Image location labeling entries

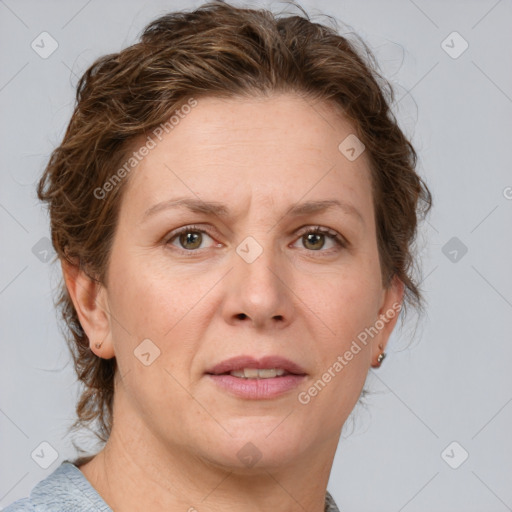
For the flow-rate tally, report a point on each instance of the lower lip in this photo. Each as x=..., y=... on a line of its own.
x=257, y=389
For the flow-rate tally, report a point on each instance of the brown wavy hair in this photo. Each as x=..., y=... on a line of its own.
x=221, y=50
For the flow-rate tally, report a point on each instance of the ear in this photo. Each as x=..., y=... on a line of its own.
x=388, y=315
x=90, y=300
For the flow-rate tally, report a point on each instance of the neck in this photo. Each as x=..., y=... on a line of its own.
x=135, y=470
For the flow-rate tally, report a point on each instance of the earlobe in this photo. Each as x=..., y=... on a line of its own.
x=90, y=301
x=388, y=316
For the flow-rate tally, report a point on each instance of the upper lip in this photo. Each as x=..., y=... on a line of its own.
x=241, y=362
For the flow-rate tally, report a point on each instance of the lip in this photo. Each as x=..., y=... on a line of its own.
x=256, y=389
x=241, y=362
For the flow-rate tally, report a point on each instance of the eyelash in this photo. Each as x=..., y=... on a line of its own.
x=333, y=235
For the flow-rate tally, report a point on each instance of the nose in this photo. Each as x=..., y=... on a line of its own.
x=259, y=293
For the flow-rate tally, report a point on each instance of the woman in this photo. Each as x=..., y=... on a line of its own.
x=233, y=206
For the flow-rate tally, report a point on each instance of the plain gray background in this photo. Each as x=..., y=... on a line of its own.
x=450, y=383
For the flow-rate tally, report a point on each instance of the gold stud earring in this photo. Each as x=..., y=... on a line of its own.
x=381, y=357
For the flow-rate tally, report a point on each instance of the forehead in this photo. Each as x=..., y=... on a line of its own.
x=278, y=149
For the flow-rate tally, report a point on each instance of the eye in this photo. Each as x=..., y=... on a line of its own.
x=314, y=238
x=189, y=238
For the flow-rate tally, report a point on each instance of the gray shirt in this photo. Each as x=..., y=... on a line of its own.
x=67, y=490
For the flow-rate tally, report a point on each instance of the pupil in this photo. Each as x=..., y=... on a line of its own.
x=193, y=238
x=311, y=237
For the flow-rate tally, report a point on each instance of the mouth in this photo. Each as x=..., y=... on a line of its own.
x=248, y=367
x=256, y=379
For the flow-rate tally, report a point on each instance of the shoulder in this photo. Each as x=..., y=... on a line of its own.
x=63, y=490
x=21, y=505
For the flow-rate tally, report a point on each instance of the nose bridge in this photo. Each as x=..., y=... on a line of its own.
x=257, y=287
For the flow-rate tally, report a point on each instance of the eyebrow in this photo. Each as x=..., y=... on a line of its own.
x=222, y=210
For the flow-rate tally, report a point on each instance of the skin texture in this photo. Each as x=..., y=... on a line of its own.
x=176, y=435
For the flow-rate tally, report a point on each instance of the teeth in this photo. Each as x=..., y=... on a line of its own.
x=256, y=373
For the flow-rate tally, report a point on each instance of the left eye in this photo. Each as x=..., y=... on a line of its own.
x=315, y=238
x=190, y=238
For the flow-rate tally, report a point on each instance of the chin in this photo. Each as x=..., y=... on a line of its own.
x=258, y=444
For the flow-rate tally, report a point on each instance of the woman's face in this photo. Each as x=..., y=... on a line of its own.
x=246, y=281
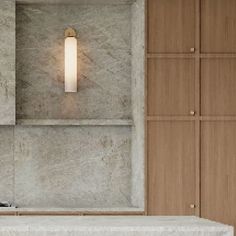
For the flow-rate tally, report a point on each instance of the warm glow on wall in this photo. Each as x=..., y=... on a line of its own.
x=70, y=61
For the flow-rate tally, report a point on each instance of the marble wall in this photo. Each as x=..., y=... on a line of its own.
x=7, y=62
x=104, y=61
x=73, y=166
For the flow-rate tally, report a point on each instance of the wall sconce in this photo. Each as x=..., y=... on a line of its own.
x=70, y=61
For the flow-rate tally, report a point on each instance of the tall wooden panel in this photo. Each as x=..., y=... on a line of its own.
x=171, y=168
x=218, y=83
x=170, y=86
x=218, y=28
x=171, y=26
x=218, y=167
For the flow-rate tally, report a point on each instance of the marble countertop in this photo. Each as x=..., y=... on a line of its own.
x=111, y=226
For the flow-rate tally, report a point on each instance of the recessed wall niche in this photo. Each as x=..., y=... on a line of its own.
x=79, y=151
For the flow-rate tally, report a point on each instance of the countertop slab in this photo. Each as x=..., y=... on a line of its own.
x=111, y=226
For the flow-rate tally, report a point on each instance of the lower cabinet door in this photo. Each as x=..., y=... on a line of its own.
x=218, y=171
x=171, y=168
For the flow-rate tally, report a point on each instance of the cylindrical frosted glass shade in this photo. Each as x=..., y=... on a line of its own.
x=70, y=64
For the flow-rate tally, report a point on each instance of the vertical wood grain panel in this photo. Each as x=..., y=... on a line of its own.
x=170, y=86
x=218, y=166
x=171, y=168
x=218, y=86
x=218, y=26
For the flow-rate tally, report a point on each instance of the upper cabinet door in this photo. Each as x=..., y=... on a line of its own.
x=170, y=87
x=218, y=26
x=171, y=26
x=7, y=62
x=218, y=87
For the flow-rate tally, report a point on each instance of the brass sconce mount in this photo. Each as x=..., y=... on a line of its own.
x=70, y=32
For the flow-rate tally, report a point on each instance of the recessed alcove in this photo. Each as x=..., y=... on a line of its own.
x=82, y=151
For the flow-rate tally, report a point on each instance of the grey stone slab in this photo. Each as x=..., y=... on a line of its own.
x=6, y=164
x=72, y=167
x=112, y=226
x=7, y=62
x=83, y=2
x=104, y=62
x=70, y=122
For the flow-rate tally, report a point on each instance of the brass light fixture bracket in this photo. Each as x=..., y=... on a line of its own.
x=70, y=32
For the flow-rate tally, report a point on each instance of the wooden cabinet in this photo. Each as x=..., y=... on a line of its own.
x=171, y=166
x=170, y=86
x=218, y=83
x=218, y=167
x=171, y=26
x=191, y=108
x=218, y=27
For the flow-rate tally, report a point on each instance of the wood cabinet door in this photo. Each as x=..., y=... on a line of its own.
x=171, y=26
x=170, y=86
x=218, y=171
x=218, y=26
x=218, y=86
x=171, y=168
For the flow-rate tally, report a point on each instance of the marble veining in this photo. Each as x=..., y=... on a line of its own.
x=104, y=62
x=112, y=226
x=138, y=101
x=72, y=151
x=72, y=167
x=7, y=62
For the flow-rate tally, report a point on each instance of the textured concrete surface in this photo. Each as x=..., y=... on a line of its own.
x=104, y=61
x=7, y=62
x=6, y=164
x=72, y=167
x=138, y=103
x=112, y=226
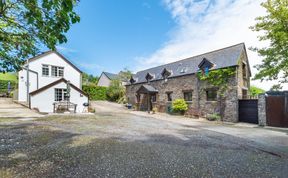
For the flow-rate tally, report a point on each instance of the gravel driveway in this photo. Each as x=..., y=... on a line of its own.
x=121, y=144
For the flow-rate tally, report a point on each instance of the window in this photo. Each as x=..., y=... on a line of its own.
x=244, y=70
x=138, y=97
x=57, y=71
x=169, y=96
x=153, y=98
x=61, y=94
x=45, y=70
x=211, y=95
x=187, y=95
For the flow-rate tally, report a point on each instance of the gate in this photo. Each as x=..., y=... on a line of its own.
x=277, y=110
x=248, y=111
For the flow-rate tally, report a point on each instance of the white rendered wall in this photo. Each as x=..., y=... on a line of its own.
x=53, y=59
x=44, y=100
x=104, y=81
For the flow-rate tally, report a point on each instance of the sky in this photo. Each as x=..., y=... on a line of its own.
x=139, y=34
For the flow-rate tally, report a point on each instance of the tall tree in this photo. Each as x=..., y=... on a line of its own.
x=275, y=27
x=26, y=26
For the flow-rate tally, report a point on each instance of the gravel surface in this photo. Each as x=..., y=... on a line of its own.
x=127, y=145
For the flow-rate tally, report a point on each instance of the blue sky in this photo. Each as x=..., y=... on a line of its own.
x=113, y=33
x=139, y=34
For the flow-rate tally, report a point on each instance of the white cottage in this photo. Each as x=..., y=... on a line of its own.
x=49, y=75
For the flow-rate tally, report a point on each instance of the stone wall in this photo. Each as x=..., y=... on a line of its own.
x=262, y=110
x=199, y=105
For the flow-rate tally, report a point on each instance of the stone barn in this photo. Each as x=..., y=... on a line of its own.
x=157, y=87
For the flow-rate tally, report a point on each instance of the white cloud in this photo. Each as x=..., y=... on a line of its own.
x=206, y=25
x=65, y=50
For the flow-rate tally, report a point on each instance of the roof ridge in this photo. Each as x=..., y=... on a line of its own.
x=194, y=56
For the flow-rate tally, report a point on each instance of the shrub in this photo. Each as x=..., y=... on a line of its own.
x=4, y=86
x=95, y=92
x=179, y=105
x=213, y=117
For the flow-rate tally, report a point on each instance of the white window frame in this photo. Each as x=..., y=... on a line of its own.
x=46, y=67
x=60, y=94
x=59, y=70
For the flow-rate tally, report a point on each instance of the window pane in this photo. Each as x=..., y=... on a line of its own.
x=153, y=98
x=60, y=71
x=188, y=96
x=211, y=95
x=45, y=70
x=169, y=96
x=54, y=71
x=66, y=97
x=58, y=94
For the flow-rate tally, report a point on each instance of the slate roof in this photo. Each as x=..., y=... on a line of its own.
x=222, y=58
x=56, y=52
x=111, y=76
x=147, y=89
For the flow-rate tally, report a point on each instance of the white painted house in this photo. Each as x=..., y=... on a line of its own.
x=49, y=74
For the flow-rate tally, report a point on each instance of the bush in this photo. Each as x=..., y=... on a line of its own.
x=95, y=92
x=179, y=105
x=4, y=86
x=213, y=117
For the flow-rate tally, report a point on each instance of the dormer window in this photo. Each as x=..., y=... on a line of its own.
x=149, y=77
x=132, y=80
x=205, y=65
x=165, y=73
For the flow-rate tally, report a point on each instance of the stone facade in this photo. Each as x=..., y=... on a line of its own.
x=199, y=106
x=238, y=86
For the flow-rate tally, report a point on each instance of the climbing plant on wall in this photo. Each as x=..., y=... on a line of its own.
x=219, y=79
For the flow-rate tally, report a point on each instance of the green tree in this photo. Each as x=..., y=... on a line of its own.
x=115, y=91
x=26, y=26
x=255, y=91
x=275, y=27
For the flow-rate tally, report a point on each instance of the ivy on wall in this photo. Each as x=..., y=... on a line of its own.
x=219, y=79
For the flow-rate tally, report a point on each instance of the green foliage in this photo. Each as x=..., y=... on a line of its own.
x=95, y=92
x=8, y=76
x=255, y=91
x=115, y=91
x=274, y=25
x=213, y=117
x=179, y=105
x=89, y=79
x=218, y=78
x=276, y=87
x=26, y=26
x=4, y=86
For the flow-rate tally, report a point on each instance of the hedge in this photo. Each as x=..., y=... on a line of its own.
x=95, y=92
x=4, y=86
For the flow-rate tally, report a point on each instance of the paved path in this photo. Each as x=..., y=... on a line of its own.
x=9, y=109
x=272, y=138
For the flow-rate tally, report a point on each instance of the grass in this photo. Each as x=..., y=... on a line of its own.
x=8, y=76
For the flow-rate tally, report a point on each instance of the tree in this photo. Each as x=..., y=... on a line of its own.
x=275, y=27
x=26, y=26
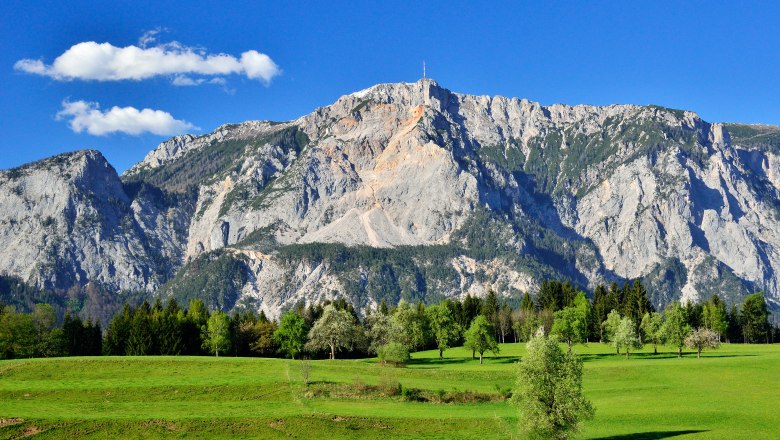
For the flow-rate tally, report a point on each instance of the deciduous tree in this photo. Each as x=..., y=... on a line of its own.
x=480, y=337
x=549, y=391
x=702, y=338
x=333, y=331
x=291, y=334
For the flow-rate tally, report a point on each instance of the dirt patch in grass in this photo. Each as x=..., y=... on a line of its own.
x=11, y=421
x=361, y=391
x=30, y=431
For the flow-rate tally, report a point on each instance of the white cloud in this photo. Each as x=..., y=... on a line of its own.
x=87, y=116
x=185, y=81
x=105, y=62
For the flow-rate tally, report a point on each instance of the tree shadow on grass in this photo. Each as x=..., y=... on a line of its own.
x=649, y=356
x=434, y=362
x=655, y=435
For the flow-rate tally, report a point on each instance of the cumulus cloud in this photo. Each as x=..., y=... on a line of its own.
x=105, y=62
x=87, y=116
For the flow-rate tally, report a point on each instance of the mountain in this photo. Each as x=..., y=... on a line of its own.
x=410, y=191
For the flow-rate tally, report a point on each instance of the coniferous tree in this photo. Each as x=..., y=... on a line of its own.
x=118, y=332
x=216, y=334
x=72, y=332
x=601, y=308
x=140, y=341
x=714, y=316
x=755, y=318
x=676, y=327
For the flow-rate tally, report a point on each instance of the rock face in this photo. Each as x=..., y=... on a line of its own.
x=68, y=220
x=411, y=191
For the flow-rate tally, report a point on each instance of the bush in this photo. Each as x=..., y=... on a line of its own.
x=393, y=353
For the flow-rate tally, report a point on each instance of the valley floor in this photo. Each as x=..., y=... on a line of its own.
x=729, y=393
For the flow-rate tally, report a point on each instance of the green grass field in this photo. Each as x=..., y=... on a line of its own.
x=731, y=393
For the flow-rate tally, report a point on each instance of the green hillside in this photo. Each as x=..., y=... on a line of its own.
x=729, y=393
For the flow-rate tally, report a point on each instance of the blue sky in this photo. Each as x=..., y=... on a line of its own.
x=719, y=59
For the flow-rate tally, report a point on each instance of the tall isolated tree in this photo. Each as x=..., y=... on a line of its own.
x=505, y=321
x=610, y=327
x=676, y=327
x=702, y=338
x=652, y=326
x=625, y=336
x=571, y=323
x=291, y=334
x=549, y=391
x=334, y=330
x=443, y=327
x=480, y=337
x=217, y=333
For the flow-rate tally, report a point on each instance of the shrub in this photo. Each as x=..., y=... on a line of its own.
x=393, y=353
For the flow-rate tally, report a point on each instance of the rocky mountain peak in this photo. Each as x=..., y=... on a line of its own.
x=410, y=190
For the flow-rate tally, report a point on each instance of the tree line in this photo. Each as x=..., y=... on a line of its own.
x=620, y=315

> [Problem details]: Convert the stretch of the records from the start through the line that contains "x=90, y=300" into a JSON list of strings, with one string per line and blank lines omitted. Leave the pictures out of the list.

> [Written response]:
[
  "For the flow-rate tally, report a point on each instance of the lower lip in this photo. Each as x=..., y=... on a line of its own.",
  "x=257, y=389",
  "For the flow-rate tally, report a point on each instance of the brown wavy hair in this photo. Each as x=..., y=... on a line of its own.",
  "x=221, y=50",
  "For the flow-rate tally, report a point on each instance of the ear in this photo. Each as x=..., y=... on a line of its own.",
  "x=388, y=315",
  "x=90, y=300"
]